WHAT THIS EXERCISE ASKS:
(A) Please retype part of the passage on the Heron Gate evictions, beginning at the words "After all, the" and stopping after "difficult to find.".
(B) Pick out each line of the listing that contains the string "mask", matching case.

SOURCE TEXT:
__________________________________________________
After all, the relationship between City Hall and Timbercreek is a matter of millions of dollars, calling into question Mayor Watson’s disinterested approach. In that regard, the coalition believes Timbercreek and the City of Ottawa have long planned to rid the area of its long-term residents and their homes, to be replaced by more profitable, higher-end rental apartments.
City funneling cash to rich developer
Close links between city governments and property developers are a cliché in Canada’s municipal politics, and in the case of the Heron Gate evictions they are not difficult to find.
In Ottawa, municipal politicians who have benefitted from Timbercreek donations are playing a direct role in facilitating the evictions. Timbercreek was among the largest donors to Ward 18 Councillor Jean Cloutier’s election campaign in 2014, giving the maximum $750. The company also donated $500 to Mayor Watson’s campaign for re-election that year.
Cloutier, whose ward includes Heron Gate, co-hosted an event billed as a “community visioning workshop” with Timbercreek on April 7, to discuss the company’s “redevelopment” plans. Referring to the company’s long-term plans for the neighbourhood, Cloutier told Ottawa South News in 2015, “I’m a little bit relieved that it's finally happening and that Timbercreek is investing in our community.”
Meanwhile, Timbercreek has received more than $1.3-million in subsidies from the municipal government since 2012, perversely under the rubric of “Housing and Homelessness Investment Plan (HHIP) - Rent Supplements / Housing Allowances.” Two other companies whose assets were acquired by Timbercreek in recent years — Transglobe and PD Kanco LP — received nearly $400,000 in handouts, subsidizing Timbercreek’s assets to a total of nearly $2-million in seven years.
Another incentive for Timbercreek is Ottawa’s “new multi-residential” property tax class, fixed at 1.06841 per cent, which is lower than the 1.451196 per cent for the existing multi-residential bracket, according to the city’s online property tax estimator.
The tax reduction for new dwellings was adopted by Ottawa City Council in July 2000 after housing developer Claridge Homes asked to be exempt from fees related to construction of a new rental apartment building. In 2003, the mayor at the time, Bob Chiarelli, wondered if this lower tax bracket meant that tenants paying market rents were subsidizing landlords.
Human beings judged as revenue-generating units
There is more to city council’s reluctance to criticize Timbercreek or support residents facing the threat of eviction than campaign donations.
__________________________________________________
Region annotation listing:

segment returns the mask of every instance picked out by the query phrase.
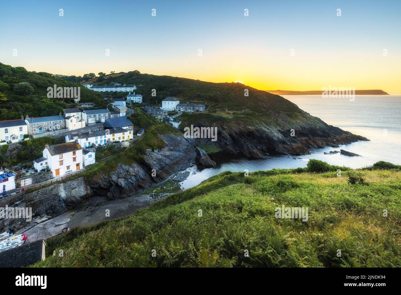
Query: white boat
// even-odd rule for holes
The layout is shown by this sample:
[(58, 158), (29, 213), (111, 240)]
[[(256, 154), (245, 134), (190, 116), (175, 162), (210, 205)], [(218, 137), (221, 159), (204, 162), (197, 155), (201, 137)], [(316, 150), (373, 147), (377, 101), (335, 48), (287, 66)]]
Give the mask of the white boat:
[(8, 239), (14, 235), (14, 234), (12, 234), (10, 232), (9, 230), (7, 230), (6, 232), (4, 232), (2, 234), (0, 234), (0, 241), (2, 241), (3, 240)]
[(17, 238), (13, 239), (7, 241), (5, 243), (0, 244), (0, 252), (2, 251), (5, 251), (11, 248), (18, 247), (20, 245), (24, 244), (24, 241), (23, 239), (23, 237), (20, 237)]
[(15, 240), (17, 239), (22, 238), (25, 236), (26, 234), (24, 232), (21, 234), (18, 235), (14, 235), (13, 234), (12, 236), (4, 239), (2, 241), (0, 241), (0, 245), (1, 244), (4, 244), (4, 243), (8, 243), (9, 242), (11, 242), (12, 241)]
__________________________________________________
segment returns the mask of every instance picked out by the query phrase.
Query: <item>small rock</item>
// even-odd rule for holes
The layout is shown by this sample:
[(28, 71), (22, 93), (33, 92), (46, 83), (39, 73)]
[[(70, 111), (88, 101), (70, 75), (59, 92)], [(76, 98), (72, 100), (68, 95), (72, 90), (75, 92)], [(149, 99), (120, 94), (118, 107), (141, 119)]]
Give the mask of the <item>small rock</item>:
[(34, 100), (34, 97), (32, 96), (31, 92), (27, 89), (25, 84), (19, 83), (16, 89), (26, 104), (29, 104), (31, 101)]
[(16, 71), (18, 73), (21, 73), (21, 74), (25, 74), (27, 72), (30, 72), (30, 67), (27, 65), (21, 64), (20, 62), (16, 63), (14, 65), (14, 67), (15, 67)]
__________________________________________________
SOLUTION SET:
(A)
After all, the relationship between City Hall and Timbercreek is a matter of millions of dollars, calling into question Mayor Watson’s disinterested approach. In that regard, the coalition believes Timbercreek and the City of Ottawa have long planned to rid the area of its long-term residents and their homes, to be replaced by more profitable, higher-end rental apartments.
City funneling cash to rich developer
Close links between city governments and property developers are a cliché in Canada’s municipal politics, and in the case of the Heron Gate evictions they are not difficult to find.

(B)
segment returns the mask of every instance picked out by the query phrase.
Give the mask of the white boat:
segment returns the mask of every instance picked out by the query phrase.
Give the mask of the <item>small rock</item>:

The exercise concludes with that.